The system of monopolies for army officers was handed down as an inheritance to the younger Assad who, unlike his father, was already born into the rich and ruling elite. His cousin, Rami Makhlouf, holds a huge slice of the oil, gas and tourism industries. But not only family members and heads of the Alawite community enjoyed, and still enjoy, the proximity to the rulers. It is enough to mention the former defense minister, Moustafa Tlass, or the chief of staff, Hikmat Shihabi, both Sunni Muslims, whose families still enjoy franchises that bring in huge sums. One of Tlass’ sons, for example, is Syria’s “sugar tycoon.” Another owns a chain of hotels, one of them in the town of Hama where Assad’s troops killed thousands of civilians in 1982.

Assad’s attractive wife, Asma, is also a Sunni and belongs to Syria’s economic elite through the family of her father, Fuaz Ahras. Many friends of Bashar Assad also enjoy a generous standard of living as a result of import licenses granted to them by the president and his aides. Some of them are known as “the five percent people” on account of the cut they take for deals which they arrange for foreign investors with the regime.

-*-

Written tasks →
a – Can you rescale the records starting with the line with "For every instance of the potted" and going on through the line with "x=163 y=322", writing out each of those lines again with the requests included, and with every point coordinate in the answers multiplied by 1.3 and rounded to a whole number, halves rounding up?
b – Would you pick up the passage on the business privileges of Syria's ruling elite and carry it on from its last sentence?

-*-

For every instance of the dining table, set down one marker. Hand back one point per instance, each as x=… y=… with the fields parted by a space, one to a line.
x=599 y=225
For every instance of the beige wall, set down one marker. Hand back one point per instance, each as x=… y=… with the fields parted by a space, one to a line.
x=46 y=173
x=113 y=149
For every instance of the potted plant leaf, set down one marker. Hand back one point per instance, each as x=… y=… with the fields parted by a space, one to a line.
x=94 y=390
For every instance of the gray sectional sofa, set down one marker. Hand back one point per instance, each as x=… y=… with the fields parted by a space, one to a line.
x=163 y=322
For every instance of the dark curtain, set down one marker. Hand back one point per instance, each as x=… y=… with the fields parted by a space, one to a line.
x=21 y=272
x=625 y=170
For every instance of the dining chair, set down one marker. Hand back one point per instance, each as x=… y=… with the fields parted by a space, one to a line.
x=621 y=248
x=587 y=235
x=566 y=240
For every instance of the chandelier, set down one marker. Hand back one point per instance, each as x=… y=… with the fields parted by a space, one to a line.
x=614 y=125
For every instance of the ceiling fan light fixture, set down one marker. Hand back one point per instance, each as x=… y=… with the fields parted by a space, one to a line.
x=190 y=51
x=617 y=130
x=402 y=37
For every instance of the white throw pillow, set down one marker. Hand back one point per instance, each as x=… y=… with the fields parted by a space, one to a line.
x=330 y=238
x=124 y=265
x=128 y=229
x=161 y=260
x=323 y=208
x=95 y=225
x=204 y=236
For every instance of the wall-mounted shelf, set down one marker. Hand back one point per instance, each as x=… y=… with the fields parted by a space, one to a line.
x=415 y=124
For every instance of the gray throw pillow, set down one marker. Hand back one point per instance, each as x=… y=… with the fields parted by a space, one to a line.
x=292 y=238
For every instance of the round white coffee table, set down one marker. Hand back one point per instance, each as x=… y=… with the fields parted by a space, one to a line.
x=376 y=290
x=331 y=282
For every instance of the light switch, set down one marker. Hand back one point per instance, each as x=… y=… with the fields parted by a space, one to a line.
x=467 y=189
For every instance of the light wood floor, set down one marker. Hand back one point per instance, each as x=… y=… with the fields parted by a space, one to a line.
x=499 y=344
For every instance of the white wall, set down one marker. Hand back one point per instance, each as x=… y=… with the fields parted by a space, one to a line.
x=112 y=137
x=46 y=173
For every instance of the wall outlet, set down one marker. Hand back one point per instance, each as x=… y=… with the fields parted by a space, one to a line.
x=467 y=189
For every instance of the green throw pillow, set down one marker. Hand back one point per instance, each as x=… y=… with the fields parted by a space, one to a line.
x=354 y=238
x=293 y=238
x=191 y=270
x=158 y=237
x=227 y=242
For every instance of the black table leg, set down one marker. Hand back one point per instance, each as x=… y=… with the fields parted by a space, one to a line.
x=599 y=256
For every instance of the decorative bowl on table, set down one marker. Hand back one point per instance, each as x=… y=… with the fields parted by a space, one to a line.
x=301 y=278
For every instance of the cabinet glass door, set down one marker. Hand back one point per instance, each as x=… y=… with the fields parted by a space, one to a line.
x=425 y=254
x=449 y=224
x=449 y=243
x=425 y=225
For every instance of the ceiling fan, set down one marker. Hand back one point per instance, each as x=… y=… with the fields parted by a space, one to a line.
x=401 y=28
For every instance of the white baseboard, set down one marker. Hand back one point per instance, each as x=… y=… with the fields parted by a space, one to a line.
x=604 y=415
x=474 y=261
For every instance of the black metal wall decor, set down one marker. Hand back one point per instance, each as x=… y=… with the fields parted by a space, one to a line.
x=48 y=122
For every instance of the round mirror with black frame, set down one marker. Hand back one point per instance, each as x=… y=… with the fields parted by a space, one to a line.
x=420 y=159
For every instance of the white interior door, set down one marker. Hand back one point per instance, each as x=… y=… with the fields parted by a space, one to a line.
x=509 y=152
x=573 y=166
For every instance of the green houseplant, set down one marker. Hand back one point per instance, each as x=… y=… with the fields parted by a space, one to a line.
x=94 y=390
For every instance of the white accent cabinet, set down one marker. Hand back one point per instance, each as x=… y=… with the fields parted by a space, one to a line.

-*-

Final answers →
a –
For every instance of the potted plant leaf, set down one marker. Hand back one point per instance, each as x=… y=… with the fields parted by a space, one to a line.
x=122 y=507
For every instance of the gray sectional sofa, set down one marker. Hand back one point per instance, each as x=… y=… with the fields parted by a space, one to a line.
x=212 y=419

b –
It would therefore be inaccurate to state that the struggle in Syria is between the Alawites and the Sunnis, between the minority that represents 12 percent of the population of 21 million Syrian citizens, and the Sunni majority that is oppressed and poverty stricken. Among the Alawite tribes there are also many who wish to see Assad and his regime toppled. In March, even before the mass protests began, the heads of four large Alawite clans published a manifesto in which they disavowed themselves of the Assad regime and of “all connections that were forcibly imposed on us during the period of President Hafez and his son, Bashar.” Heads of large Alawite clans made it clear to representatives of the government that they would not agree to another massacre of the kind that took place in Hama in 1982.

The chasm with the Sunni population is naturally even wider. Assad, the son, had to pull Tlass out of the storeroom and send him to his birthplace, Homs, in order to calm the citizens. Tlass went there last week with a group of senior Syrian security officers to hear the complaints of the citizens against the regime. In the good old days, these citizens would have been charged in court or would have disappeared in the dungeons of a prison, but Tlass was now seen making copious notes of their complaints and ensuring them that he would raise them with the president.

The disagreements within the ruling family have also surfaced again with the uncle, Rifat Assad, and especially his son, Ribal, who warn of a civil war and have published interesting new facts about the Hama massacre. Ribal is now taking pains to clear his father’s name of involvement in the massacre and placing the blame entirely on the late president, Hafez Assad, and on Tlass who was his defense minister.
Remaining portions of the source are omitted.